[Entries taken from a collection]
****************

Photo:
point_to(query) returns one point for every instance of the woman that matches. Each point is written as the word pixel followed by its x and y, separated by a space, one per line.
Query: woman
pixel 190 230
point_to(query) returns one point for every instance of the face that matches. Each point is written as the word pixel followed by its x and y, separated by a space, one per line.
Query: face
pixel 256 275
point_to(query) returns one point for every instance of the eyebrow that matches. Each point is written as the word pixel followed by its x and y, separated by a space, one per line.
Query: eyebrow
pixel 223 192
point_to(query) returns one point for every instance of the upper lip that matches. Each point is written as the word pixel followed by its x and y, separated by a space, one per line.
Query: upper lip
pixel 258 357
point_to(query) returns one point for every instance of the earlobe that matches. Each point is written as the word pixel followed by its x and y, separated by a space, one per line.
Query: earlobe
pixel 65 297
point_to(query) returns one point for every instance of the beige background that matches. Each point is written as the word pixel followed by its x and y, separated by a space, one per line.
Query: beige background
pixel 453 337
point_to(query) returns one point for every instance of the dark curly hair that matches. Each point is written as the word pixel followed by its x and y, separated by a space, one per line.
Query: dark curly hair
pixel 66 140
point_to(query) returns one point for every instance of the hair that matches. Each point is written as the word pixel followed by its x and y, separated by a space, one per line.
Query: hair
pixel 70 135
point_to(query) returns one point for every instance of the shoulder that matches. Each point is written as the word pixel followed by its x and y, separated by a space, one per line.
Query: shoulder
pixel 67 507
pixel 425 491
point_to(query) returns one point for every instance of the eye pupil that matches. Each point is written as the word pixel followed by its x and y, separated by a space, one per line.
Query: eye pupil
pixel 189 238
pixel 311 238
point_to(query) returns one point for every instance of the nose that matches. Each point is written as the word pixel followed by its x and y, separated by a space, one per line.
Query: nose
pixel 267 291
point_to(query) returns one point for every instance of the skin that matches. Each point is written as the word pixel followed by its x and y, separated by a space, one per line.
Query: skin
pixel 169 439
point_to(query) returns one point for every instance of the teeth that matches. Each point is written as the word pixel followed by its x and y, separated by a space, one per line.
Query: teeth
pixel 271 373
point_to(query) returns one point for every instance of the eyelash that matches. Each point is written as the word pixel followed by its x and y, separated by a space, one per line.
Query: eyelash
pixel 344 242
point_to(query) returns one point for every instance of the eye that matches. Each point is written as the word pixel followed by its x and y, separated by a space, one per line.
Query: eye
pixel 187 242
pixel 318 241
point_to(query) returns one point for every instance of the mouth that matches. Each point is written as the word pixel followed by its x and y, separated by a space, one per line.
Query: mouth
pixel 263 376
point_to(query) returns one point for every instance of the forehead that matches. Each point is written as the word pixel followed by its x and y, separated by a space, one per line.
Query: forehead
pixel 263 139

****************

What you should do:
Transcribe all entries exactly as they are given.

Exercise response:
Photo:
point_to(query) returns one point for every instance of the woman that matches. Each point is written as the word pixel followed by its x and y, separated by a space, one per line.
Query: woman
pixel 190 230
point_to(query) returns one point for every instance of the face that matches. Each point is written as the word pixel followed by its x and y, separated by a space, one per line.
Query: face
pixel 256 275
point_to(query) returns one point for every instance of the eyebrow that matches. Each point is written as the word pixel followed by its x and y, separated by a space, one per line.
Query: eyebrow
pixel 223 192
point_to(query) returns one point for every instance of the upper lip that matches. Each point is written as the word pixel followed by its x and y, separated by a space, one per line.
Query: upper lip
pixel 258 357
point_to(query) returns one point for every instance of the earlobe that matches. Each point is written as the word pixel followed by its x and y, separated by a space, one per line.
Query: earlobe
pixel 65 297
point_to(query) returns one point for every instance of the beige background that matches. Each point is written as the word pixel followed by its x and y, separated by a space, one per line.
Query: beige background
pixel 453 337
point_to(query) returns one point for every instance of the dark curly hair that matches. Each point is written as the word pixel followed by its x and y, separated by a space, one per line.
Query: dark curly hair
pixel 66 140
point_to(query) returns one point for every instance of the hair that matches. Each point is written as the word pixel followed by its x and y, separated by a space, one per line.
Query: hair
pixel 70 135
point_to(query) returns one point for every instance of the shoulder that matches. Each point is written as the word pixel followed by its x and y, separated by a space, one per line.
Query: shoulder
pixel 67 507
pixel 425 491
point_to(query) returns one point for every instance of the eye pupil that matches. Each point is written as the word pixel followed by its x and y, separated by a space, one per line.
Query: eye pupil
pixel 189 238
pixel 311 238
point_to(query) returns one point for every instance of the nose that matches. Each point is written as the word pixel followed by its x and y, separated by a space, one per line.
Query: nose
pixel 267 291
point_to(query) returns one point for every instance of the skin that matches. Each point is written as the word pixel followed by its x and y, separated by a space, one per line.
Query: skin
pixel 169 439
point_to(query) returns one point for every instance of the teeth that matches. Each point is written as the word pixel followed by its x and y, separated by a space, one per line.
Query: teeth
pixel 271 373
point_to(query) returns one point for every instance of the eyelash that matches. Each point is written as the word pixel followed by its x and y, separated by a space, one per line.
Query: eyelash
pixel 344 242
point_to(query) returns one point for every instance of the eye that matches. Each point is written as the word pixel followed by its x and y, separated by a space, one per line.
Query: eye
pixel 187 242
pixel 318 241
point_to(query) returns one point for every instance of the mouth that matches. Each point is written as the word pixel followed by its x and y, separated by a space, one per line.
Query: mouth
pixel 263 376
point_to(query) returns one point for every instance of the forehead that matches. Each point is written as the word pixel followed by its x and y, separated by a space, one per line.
Query: forehead
pixel 263 139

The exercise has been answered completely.